- **THE TASK**:
Write out again, word for word, only the lines below running from the one containing "Question. The picture above shows the distant" through the last line, including both.

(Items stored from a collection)

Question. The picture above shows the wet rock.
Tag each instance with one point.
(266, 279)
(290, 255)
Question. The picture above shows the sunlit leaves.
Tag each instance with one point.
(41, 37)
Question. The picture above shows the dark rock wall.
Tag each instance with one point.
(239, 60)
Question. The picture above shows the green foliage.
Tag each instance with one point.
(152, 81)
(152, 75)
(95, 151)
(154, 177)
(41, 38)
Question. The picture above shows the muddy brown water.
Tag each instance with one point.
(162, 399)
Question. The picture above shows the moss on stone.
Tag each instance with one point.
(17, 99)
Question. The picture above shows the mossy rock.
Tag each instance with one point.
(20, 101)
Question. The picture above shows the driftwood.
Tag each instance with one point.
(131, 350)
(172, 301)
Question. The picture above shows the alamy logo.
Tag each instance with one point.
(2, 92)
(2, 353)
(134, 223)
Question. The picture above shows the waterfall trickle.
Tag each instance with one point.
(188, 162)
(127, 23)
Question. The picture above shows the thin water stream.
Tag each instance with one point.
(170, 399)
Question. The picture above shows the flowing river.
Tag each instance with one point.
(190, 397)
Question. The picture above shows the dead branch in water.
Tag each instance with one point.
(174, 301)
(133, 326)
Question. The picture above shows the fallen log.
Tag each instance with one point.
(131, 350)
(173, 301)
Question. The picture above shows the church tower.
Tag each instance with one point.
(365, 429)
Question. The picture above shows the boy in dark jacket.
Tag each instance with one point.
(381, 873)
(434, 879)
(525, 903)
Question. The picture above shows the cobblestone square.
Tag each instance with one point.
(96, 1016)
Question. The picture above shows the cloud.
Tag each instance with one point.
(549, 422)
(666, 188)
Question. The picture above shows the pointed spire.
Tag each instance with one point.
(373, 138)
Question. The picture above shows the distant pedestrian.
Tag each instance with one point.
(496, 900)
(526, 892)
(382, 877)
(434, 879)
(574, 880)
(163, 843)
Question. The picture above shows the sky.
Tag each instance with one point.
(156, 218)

- **RESULT FOR THIS TASK**:
Question. The picture above shows the distant pedestrian.
Tag each instance with one point.
(496, 900)
(526, 892)
(382, 877)
(434, 879)
(574, 880)
(163, 843)
Question. The picture above shows the sky.
Tag each instance with one point.
(156, 218)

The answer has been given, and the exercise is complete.